» **SUPPLIED RECORDS**

========================================

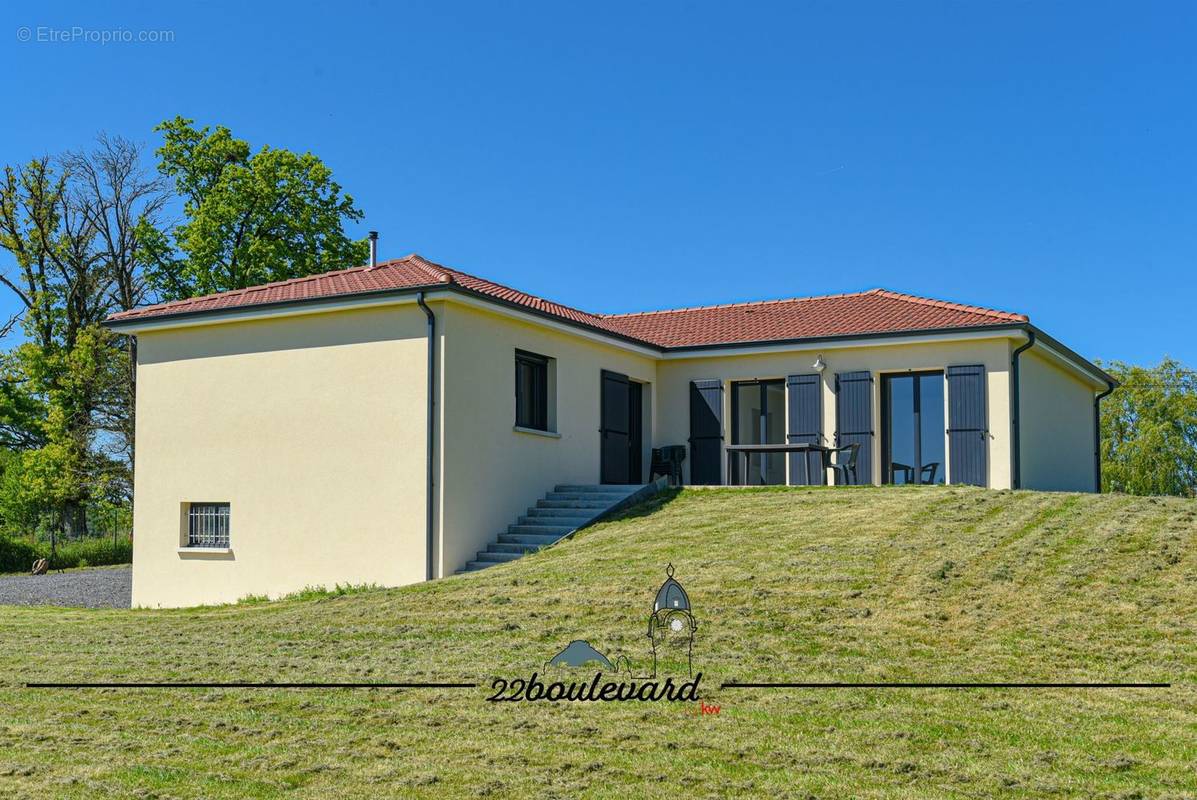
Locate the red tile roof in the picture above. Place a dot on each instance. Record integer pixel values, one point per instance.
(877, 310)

========================================

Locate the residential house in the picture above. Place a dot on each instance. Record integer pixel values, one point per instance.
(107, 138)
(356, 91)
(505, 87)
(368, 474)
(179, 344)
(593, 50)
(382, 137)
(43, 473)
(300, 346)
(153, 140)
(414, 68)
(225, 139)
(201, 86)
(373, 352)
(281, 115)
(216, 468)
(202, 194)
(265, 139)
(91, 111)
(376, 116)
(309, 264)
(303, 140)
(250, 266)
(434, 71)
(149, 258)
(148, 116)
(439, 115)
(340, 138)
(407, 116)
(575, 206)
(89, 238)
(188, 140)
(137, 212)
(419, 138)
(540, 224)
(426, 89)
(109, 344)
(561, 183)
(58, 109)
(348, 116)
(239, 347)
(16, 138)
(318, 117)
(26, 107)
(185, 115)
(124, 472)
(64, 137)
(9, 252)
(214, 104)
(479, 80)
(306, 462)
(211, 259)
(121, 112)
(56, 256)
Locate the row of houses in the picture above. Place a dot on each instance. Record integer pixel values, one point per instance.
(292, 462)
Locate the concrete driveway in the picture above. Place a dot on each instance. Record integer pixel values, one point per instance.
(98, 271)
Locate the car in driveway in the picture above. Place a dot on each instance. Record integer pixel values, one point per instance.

========================================

How many lines above contain the string "Place"? Reply with the number alone.

» **ANSWER**
5